EXCERPTED PASSAGE:
-- -- --
Schools are ideally perceived as secure and safe environments. However, this may not be the case anymore.
As the nation faces escalated security concerns, so are all sectors of the society including schools and their immediate communities.
Inversely, budget for security systems or programs are either stagnant if not reduced. Our schools are also quick to suspend classes due to A(H1N1) pandemic scare, oftentimes without consulting the stakeholders, or their crisis management committee, if there is one created.
What should be bothering school administrators and parents should not only be the increasing higher-than-inflation-rate tuition increases and decreasing average test scores, but also the increasing number and seriousness of security-related incidents inside the campuses.
Studies conducted in the United States do not show a particular profile of students who commit crimes inside their campuses. However, psychologists and security professionals agree that tracking behavior of students is better that profiling. But behavior is affected by violence in music, movies, Internet, and video games. Violence at sport events are typical fare already.
Are we too focused on the big items like terrorism and crisis management that we have overlook the concerns of campus security and safety?
Good for big schools in Metro Manila if they have professionals who head their security and safety departments. The current president of Campus Security Management Association of the Philippines, Rico de Guzman, has the passion to make campus security as a specialized field.
-- -- --
Saved data entries:
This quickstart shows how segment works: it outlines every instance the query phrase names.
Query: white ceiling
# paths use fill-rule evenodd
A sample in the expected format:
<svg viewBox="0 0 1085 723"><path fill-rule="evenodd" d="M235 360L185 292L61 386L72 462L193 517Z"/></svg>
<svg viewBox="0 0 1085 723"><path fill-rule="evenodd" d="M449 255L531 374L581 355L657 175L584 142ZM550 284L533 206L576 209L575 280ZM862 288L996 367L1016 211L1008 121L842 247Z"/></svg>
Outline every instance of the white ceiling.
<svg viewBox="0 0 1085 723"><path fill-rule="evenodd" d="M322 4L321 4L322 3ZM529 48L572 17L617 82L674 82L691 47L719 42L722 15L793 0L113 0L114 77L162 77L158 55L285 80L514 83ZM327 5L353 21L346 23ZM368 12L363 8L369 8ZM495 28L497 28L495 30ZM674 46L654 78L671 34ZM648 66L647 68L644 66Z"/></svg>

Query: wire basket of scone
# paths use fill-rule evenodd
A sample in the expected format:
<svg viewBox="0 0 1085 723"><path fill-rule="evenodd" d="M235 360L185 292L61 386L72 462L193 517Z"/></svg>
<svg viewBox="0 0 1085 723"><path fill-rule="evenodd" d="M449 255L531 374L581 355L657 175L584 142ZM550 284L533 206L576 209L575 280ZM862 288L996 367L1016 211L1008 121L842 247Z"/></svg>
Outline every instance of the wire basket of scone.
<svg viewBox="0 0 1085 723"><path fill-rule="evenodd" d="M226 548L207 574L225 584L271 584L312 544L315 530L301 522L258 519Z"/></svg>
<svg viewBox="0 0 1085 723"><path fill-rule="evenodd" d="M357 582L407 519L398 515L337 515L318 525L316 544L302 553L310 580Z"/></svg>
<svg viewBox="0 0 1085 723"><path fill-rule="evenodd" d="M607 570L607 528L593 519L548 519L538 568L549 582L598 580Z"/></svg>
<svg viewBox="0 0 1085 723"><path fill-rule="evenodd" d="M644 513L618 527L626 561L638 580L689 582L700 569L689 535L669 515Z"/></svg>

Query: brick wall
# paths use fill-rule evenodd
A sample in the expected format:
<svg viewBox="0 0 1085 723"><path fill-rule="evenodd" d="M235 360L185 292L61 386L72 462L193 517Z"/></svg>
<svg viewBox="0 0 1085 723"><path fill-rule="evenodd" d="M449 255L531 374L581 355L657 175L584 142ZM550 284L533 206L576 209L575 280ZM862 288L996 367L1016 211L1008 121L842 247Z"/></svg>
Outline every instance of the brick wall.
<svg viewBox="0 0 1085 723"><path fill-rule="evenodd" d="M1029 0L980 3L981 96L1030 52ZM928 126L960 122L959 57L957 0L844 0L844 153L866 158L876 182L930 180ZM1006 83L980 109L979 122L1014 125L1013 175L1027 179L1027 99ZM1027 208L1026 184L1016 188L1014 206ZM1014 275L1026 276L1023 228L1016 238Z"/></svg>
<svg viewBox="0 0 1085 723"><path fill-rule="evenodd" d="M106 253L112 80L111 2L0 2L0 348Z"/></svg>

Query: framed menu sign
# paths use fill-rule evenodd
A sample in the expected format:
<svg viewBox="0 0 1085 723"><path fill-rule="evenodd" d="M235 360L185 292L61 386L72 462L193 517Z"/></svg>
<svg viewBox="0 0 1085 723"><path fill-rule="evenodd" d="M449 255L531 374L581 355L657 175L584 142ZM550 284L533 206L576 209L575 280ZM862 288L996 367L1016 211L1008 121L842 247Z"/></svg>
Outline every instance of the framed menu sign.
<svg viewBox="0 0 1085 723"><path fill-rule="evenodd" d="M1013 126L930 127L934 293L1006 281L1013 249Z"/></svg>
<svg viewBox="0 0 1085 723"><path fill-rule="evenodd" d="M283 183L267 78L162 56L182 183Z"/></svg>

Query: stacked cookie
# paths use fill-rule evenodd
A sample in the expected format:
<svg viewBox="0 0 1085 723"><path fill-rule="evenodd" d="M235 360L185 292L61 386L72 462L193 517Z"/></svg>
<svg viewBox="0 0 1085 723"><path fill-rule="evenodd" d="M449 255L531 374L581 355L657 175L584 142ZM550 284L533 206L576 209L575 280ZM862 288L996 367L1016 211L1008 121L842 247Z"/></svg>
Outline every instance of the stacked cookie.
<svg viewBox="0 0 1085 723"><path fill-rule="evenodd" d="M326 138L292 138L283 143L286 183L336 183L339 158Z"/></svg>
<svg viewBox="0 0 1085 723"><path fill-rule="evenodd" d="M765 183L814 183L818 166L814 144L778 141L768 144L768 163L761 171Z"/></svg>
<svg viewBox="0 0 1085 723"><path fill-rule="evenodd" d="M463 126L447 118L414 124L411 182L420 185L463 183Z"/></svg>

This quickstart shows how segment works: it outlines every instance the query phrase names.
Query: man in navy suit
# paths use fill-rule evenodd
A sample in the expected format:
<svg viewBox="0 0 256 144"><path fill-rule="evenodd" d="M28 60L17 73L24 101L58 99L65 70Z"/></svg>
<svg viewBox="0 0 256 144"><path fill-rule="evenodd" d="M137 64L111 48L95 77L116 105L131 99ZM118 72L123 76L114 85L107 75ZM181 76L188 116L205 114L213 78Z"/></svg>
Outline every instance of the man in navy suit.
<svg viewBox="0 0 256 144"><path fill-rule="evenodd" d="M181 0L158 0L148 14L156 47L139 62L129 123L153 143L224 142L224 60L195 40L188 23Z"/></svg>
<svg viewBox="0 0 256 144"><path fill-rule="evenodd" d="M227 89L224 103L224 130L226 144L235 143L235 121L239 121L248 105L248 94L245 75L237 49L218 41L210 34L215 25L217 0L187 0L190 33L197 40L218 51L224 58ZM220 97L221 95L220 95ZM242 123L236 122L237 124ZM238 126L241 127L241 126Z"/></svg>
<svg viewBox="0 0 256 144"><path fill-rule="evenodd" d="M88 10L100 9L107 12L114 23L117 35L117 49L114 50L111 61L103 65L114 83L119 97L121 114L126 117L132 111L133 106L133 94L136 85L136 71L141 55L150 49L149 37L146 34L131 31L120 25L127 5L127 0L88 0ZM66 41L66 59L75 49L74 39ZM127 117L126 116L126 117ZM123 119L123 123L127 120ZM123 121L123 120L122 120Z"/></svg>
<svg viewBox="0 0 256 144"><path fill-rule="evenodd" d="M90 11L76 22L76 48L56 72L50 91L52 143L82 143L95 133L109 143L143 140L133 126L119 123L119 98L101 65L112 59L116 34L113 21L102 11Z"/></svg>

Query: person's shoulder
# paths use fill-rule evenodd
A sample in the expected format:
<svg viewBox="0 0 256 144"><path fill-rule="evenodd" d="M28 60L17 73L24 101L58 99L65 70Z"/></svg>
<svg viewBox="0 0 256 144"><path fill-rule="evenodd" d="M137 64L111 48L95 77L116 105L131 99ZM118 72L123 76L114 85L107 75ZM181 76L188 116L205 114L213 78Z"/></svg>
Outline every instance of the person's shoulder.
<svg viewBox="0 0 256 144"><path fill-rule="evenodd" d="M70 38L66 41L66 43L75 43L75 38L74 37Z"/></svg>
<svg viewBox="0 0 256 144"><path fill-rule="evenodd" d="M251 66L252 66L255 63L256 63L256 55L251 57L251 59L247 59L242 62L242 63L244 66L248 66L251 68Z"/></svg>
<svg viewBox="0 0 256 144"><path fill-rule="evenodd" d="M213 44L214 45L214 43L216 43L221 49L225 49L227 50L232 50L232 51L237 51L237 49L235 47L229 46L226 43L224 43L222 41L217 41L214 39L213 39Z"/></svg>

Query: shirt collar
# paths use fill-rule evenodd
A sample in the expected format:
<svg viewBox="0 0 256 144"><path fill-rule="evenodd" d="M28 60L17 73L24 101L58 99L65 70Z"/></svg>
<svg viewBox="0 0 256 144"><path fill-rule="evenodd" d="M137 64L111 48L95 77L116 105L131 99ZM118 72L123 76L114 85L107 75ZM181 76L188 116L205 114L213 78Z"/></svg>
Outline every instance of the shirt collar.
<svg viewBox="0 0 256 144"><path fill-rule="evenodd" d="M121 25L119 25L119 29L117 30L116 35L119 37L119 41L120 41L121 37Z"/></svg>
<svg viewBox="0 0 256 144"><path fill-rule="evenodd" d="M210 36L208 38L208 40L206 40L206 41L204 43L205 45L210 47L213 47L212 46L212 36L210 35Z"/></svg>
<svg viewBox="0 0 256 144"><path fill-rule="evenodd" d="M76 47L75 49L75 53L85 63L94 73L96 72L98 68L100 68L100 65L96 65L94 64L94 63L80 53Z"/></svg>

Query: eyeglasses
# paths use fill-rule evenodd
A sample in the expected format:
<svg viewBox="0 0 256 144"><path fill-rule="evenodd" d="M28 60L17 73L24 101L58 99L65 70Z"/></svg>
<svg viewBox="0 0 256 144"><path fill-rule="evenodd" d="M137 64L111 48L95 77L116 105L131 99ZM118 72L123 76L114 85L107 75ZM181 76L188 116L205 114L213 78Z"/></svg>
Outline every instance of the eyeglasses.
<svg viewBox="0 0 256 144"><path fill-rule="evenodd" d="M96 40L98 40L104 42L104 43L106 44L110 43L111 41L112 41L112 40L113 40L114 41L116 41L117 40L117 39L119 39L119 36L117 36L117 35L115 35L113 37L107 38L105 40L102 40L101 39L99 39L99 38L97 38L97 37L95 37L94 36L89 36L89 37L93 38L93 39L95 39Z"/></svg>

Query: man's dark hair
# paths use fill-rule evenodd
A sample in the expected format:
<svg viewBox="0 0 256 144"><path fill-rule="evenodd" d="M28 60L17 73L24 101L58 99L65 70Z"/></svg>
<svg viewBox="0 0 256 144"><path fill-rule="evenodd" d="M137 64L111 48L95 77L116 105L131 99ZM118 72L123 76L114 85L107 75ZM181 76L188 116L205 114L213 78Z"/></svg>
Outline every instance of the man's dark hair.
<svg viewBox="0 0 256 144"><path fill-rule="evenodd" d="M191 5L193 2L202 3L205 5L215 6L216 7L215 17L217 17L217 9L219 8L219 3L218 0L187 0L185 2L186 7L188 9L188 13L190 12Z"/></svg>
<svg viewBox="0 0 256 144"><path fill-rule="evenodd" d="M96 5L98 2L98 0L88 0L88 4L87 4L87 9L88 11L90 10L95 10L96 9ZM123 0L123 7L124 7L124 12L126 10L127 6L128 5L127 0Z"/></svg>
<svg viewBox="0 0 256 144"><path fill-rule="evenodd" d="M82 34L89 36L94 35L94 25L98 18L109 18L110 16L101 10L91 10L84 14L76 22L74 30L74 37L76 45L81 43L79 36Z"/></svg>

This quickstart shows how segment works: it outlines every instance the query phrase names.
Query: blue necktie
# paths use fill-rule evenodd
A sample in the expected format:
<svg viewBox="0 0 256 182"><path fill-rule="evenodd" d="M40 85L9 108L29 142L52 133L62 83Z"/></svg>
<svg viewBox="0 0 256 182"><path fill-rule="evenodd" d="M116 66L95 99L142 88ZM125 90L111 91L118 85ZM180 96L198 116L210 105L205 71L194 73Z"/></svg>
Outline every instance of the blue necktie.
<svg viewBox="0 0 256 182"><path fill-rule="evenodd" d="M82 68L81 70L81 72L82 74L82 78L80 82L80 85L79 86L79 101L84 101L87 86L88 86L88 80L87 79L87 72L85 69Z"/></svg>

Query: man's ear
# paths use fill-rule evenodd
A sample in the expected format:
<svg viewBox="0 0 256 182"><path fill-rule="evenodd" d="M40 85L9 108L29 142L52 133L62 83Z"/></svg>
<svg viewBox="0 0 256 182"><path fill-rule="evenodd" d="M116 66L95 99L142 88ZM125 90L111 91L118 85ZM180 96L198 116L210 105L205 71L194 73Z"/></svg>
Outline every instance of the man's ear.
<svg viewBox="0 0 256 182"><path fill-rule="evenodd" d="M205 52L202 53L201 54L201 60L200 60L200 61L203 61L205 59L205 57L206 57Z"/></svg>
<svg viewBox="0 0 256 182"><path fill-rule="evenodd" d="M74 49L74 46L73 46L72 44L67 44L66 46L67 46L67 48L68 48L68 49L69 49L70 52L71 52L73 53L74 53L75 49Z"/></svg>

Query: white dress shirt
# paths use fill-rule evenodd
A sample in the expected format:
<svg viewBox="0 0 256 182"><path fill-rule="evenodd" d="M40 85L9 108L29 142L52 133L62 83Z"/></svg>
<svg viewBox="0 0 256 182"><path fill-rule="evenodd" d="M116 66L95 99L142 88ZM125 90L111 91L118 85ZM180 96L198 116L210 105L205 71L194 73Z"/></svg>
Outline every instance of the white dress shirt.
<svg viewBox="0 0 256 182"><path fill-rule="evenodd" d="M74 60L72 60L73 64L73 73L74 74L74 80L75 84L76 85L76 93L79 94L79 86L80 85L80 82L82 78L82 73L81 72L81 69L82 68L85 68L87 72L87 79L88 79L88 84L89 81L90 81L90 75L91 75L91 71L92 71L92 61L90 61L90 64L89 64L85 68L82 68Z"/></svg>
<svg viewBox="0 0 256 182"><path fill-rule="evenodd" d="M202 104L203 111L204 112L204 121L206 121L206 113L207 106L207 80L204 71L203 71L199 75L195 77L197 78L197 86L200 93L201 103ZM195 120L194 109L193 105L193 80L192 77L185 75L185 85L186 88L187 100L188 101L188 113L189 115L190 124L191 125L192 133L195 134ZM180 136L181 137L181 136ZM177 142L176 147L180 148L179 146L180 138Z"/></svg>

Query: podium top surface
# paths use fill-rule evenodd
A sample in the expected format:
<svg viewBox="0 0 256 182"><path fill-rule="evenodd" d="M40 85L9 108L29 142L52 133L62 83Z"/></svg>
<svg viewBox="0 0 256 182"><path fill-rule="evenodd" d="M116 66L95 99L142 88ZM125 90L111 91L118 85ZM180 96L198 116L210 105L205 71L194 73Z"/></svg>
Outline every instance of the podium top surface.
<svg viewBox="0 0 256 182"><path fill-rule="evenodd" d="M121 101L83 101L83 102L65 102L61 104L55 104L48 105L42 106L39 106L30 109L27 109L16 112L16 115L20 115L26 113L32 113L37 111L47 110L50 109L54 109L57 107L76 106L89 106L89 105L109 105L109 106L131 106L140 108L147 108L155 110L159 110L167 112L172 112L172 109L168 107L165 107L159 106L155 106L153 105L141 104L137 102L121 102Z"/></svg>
-- -- --
USING THE INFORMATION:
(1) In the passage on school security, retype the part between "Schools are ideally" and "is one created.", inclusive.
(2) According to the passage on school security, what do psychologists and security professionals agree is better than profiling students?
(3) Proceed with the passage on school security, writing on from its final sentence.

ANSWERS FOR THE TASKS:
(1)
Schools are ideally perceived as secure and safe environments. However, this may not be the case anymore.
As the nation faces escalated security concerns, so are all sectors of the society including schools and their immediate communities.
Inversely, budget for security systems or programs are either stagnant if not reduced. Our schools are also quick to suspend classes due to A(H1N1) pandemic scare, oftentimes without consulting the stakeholders, or their crisis management committee, if there is one created.

(2) Tracking the behavior of students.

(3)
But what about the rest of the schools? Is security management left to school administrators and to the fast few men around? This dawned upon me when my daughter reported to me months ago that her digital camera was stolen inside her school’s grounds, specifically, just within the confines of two classrooms. She insisted that it was not simply misplaced or lost because she exercised due care to her priceless photos.
I was tempted to fly home to investigate; she told me instead that her school principal is investigating the case already and no need for me to “get involved.” I just wondered how would the principal handle the task when he may lack training and experience on how to conduct an investigation.
But can a police or security investigator handle investigation of high school students and school premises? Most, if not all, crimes inside school campuses are committed by insiders — students, faculty members and staff even.
The unfortunate incident that occurred inside the Ateneo campus where small children were accidentally ran over by a speeding van, killing a 10-year boy still bothers me. We have public elementary schools along the deadly highways with no shoulders and sidewalks.
It is high time that we as parents look into how our schools are protecting our children while inside their campuses. Hereon, SecurityMatters will maintain a section for Campus Security. We believe that the topics we cover in this issue are merely a fraction of the myriad of security concerns affecting students, schools, and their immediate communities.